=== Your objective ===
Each entry is to be reproduced verbatim, and images are to be omitted.

=== Information shown ===

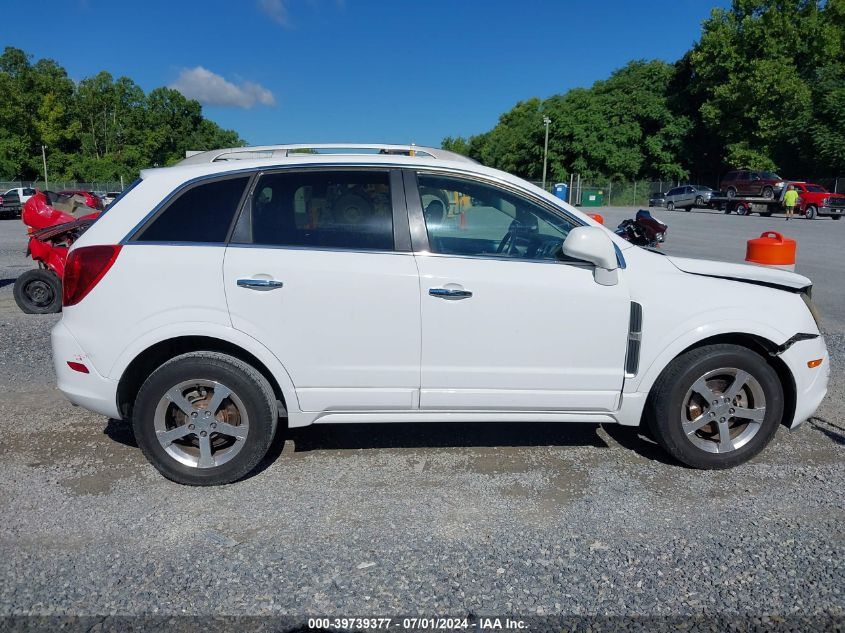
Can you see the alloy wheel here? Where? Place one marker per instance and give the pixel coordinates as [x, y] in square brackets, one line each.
[201, 423]
[723, 410]
[39, 293]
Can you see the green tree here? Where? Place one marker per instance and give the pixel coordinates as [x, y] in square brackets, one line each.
[98, 129]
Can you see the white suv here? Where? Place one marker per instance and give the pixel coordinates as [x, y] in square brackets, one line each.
[411, 284]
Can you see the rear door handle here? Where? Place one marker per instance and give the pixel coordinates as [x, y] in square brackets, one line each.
[449, 293]
[260, 284]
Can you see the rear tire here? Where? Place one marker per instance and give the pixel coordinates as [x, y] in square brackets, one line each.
[684, 396]
[190, 444]
[38, 291]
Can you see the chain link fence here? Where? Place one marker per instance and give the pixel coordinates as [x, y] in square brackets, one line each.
[636, 193]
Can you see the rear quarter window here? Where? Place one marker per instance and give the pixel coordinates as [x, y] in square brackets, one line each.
[203, 213]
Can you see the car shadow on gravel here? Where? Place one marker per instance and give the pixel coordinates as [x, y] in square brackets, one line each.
[833, 431]
[442, 435]
[636, 440]
[434, 435]
[121, 432]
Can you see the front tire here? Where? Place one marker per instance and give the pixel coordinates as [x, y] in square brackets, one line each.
[205, 418]
[38, 291]
[716, 406]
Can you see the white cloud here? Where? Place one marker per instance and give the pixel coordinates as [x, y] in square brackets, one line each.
[276, 10]
[210, 88]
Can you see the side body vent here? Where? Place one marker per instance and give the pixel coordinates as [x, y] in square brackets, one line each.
[635, 335]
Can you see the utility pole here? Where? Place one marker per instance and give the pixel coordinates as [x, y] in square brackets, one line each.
[44, 158]
[546, 121]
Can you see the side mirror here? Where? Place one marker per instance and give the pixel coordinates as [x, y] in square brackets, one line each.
[592, 244]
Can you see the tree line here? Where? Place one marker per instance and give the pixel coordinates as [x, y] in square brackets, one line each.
[763, 88]
[99, 129]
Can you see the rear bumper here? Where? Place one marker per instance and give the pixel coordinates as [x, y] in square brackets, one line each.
[810, 383]
[91, 391]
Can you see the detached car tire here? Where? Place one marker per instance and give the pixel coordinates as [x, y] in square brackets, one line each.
[205, 418]
[716, 406]
[38, 291]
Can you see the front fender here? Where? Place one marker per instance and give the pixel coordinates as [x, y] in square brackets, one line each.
[688, 335]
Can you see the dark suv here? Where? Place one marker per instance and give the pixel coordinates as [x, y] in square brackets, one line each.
[751, 183]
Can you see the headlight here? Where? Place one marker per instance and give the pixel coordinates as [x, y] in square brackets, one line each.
[806, 295]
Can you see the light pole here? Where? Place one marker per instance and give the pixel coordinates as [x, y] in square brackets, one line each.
[44, 158]
[546, 121]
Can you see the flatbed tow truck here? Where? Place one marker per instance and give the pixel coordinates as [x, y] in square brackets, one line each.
[745, 205]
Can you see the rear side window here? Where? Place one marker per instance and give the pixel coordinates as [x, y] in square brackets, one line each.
[328, 209]
[203, 213]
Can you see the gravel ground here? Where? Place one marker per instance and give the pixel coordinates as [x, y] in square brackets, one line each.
[529, 520]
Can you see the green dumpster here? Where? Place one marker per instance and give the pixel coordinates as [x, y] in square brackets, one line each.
[592, 198]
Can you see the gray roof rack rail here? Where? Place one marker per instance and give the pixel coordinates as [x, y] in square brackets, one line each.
[280, 151]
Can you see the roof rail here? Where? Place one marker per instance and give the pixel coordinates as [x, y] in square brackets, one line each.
[281, 151]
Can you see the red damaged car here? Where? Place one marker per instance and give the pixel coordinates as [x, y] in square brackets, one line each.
[814, 200]
[91, 199]
[54, 223]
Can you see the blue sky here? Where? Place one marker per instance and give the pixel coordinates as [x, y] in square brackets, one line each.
[358, 70]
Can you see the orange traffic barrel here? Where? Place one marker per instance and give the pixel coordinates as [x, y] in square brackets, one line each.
[771, 249]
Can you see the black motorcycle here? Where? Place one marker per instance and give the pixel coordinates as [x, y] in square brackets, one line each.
[643, 230]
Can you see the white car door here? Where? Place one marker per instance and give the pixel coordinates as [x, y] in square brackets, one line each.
[507, 325]
[315, 272]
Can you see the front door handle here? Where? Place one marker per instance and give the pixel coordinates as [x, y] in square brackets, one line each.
[260, 284]
[449, 293]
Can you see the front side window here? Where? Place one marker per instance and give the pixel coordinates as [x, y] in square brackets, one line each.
[327, 209]
[466, 217]
[203, 213]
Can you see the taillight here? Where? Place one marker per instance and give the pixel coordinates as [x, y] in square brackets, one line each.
[84, 268]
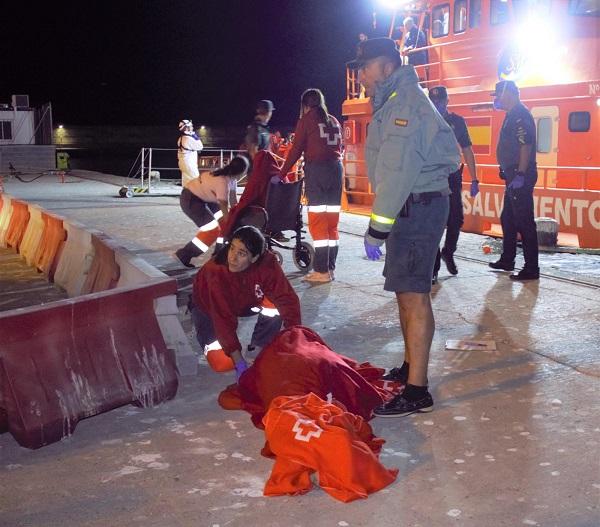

===

=== Answer section ===
Can you see the alloy wheel here? Where? Place one marker per instance and give the pixel coordinates as [x, y] in square brackets, one line each.
[201, 423]
[723, 410]
[39, 293]
Can you see the green tree here? Where? Place one marker per instance and give the pixel coordinates as [x, y] in square brackets, one line each.
[98, 129]
Can you see the white suv here? Where? Place one marker per instance and give the pixel coordinates as [x, y] in square brackets, one line each.
[411, 284]
Can you see the rear door handle here? Where? Place one marker per instance and give the pixel coordinates as [x, y] in square brackets, one line each.
[449, 293]
[260, 284]
Can you see the rear tire here? Where? Place one marker per instance and give the pixel coordinates as [x, y] in square brackets, one line each.
[684, 396]
[190, 444]
[38, 291]
Can you see the chain link fence here? Where? Place one marker per instance and give the pixel coordinates as [x, y] in square brackets, one line each.
[636, 193]
Can you see the rear quarter window here? Where? Place one marker per instance and give the pixel coordinates as [x, y] in square brackets, one line each.
[203, 213]
Can you see the car shadow on gravel here? Where? Place one marker per instance and give the pixel coordinates as [x, y] in square brackets, one line each.
[833, 431]
[442, 435]
[636, 440]
[434, 435]
[121, 432]
Can you see the front tire here? Where? Place one marker per instance and give the pixel coordinates as [x, y] in square brackets, one line each.
[205, 418]
[38, 291]
[716, 406]
Can you see the white cloud here? Where? Place one marker per instance and give the pixel coordinates as [x, y] in square brackets, one line each.
[276, 10]
[210, 88]
Can you see the side body vent here? Where? Place one marker per instance and give the pixel coordinates as [x, y] in square brackets, one line each.
[635, 335]
Can you see the utility pole here? Where? Place one marker per instance and give the pixel coordinates as [x, y] in square brackets, one line each.
[44, 158]
[546, 121]
Can you see the side mirror here? Where? Place one marker per instance and give the pixel coordinates as [x, y] in square brackets, one line each.
[592, 244]
Can you see the tree line here? Where? Place one marker per instance and give the pixel coordinates as [x, y] in square brackets, one line each.
[763, 88]
[99, 129]
Can you see the rear bumper here? Where? Place one marker per instance and give the pixel coordinates as [x, y] in square brackets, one line each.
[810, 383]
[91, 391]
Can you see the detached car tire here? Where? Place one marker per instance and give the pixel coordinates as [x, y] in square brackets, one line each.
[205, 418]
[716, 406]
[38, 291]
Can you see the front fender here? Where? Place one marker per instance and give the pixel coordinates as [x, y] in square brackets, one line each.
[688, 335]
Can you see the dark suv here? Where? Place one marker per instance and give the pixel coordinates as [x, y] in square brackets, one line each.
[751, 183]
Can you see the headlight here? Where? Place one marker per instance and give the pixel coordinates as [x, y] in square brackets, one line each.
[806, 295]
Can you see the light pole here? Where? Place one marker per instance and give the pixel coordinates as [x, y] in square brackets, one line each.
[44, 158]
[546, 121]
Can you see the flatbed tow truck here? Where? Place one marker per instance and give the pixel coordinates as [x, y] in square brackets, one line each.
[745, 205]
Can you see the rear side window here? Where? Place one marker per instance and give the pixel coordinates as [x, y] in square brackets, one line each.
[328, 209]
[203, 213]
Can you see the gravel ground here? Where? Place one marker per instance and give the pixel coordinates as [x, y] in square brackets, one line each.
[529, 520]
Can you see the green dumpster here? Where? Place one marker per instance and give the pixel coordinates as [x, y] in square brackets, one line each.
[592, 198]
Can you see the gray roof rack rail here? Where? Place one marker per instance and give the pixel coordinates as [x, y] in square brackets, one line each.
[280, 151]
Can you see the roof rail here? Where? Place one marker per instance and give the pixel coordinates as [x, y] in square brackets, one line each.
[281, 151]
Can you see the red damaged car here? Where? Place one marker per instance and give the pixel coordinates as [x, y] in square brackets, one line each.
[814, 200]
[91, 199]
[54, 223]
Can you see the blue sky here? Where? Place one marker per instance and give the pixel coordinates as [x, y] in square brackets, one line each.
[358, 70]
Can you see the orange traffic barrel here? Where? Place one marker per instance and give the pixel coordinates as [x, y] in square brackets, one line each.
[771, 249]
Can you see the black motorcycle here? Where? Place one marker per instance and give the pixel coordinates as [x, y] in square brackets, one line each.
[643, 230]
Can you see the white car door here? Where? Place one marker per instance and give the pixel coordinates as [x, y] in square brackets, one line each.
[507, 325]
[315, 272]
Can you see the front door handle here? Where? Place one marker per instance and give the pixel coordinates as [x, y] in square brackets, one line each.
[260, 284]
[449, 293]
Can you see the front side window here? Where? Place one marker per instance and give the pixel coordinates as [x, y] in square brackets, one line each.
[327, 209]
[466, 217]
[203, 213]
Can you see the taillight here? Where? Place one marker per instance and give the pixel coordinates as [x, y] in square brackets, one line each.
[84, 268]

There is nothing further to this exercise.